**TEXT PASSAGE:**
The Portuguese Parlamentary Elections  took place on 10 March 2024 to elect the members of the Assembly of the Republic for the 16th Legislature of the Third Portuguese Republic.

We would like to highlight the community’s contribution to this collection with a manual selection of 827 pages, which helped to improve the quality of the collection.

Around 500 compound terms or keywords were used to search for content published on the web about the elections. The service used for the automatic search was the Bing Search API. The results were limited to the top 20.

For example, the compound term ‘head-to-head legislative 2024’ found pages relating to debates between candidates. The term ‘legislative housing 2024’ found pages relating to party proposals for housing. The term ‘legislativas 2024 site:expresso.pt’ identified Expresso pages about the elections. The names of the candidates were also used.

After the elections, search terms specific to that period were used, such as ‘legislative victory 2024’, ‘legislative defeat 2024’ or ‘legislative results 2024’, among others.

The automatic search in the Bing Search API resulted in 34,120 addresses obtained before the elections and 5,803 after the elections.

The websites of political parties, including parties without parliamentary seats, were also collected during the election period.

Not all the content identified could actually be recorded, due to the limitations of the recording tools or the restrictions of the websites themselves.

The tools Heritrix, Brozzler and Browsertrix-cloud (beta version), courtesy of Webrecorder.net, were used for the recording.

The recording took place between 6 and 20 March and resulted in 3.2 Terabytes of information. The contents have been included in the EAWP45 special collection and will be available after one year.

To find out more, consult the open dataset:

Madeira Legislative Assembly elections 2024

The elections for the Legislative Assembly of Madeira took place on 26 May. Arquivo.pt carried out a special collection of content published on the web.

We began by automatically searching for news, election pages and websites related to the elections in Madeira. We used a list of search terms to put into the Bing Search API.

The aim was to obtain as many URLs as possible related to the event or topic in question, i.e. the Madeiran elections. To do this, several limits were set for the results: top 10, top20, top50 and top100. This process was documented, which shows that the more we expand the number of results, the greater the number of pages that are not very relevant and sometimes outside the intended target.

All the addresses (12,656) were recorded on 7 June in the Heritrix crawler.

Find out more by consulting the open dataset:

European elections 2024 in multilingual collection

The European elections took place on 9 June in Portugal. In some countries, such as Estonia, Czechia and Italy, the elections were held on a different date.

Arquivo.pt collected pages relating to the European Elections in the 27 countries of the European Union and in the 24 official languages.

The same methodology was used for the 2019 European Elections collection, i.e. a multilingual and semi-automatic search.

A list of 40 compound terms or keywords was used and translated into the 24 official EU languages. The terms were translated into the various languages in 2019 by the EU Publications Office. This resulted in a multilingual list of 960 terms to put into the Bing Search API.

Before the elections, on 3 June, the first search was carried out, resulting in 8,986 unique addresses, limiting the number of results to the top 20.

After the elections, new search terms were added with the names of the main candidates for the European Parliament in each country of the European Union. This second post-election search yielded 15,371 unique addresses.

**TASK SET:**
a) According to the election archiving text, how many pages did the community pick by hand for the Portuguese parliamentary election collection?
b) Quote the election archiving text from "European elections 2024" to "a different date.".
Base your answers on the election archiving text alone.

**INFORMATION SHOWN:**
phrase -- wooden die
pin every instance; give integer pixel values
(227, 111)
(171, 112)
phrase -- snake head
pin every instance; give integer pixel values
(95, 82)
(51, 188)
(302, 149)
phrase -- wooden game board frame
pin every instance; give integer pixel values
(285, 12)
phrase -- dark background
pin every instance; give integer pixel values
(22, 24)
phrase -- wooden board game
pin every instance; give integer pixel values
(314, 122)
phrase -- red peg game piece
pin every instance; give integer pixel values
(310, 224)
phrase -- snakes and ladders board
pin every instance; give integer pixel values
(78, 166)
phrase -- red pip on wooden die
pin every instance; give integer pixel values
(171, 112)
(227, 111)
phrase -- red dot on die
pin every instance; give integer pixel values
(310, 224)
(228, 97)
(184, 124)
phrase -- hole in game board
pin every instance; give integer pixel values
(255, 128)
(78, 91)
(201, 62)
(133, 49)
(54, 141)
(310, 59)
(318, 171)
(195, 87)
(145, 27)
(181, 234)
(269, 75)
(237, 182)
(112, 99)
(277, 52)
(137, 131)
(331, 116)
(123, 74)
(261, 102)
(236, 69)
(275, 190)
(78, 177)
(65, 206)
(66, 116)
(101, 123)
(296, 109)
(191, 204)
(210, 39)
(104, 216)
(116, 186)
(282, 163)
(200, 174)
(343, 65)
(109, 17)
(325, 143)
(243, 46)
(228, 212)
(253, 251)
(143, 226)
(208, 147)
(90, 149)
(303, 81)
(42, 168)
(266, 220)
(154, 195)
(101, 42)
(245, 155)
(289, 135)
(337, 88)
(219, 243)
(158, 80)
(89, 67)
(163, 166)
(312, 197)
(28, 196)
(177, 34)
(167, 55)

**RESPONSES BY TASK:**
a) 827 pages

b)
European elections 2024 in multilingual collection

The European elections took place on 9 June in Portugal. In some countries, such as Estonia, Czechia and Italy, the elections were held on a different date.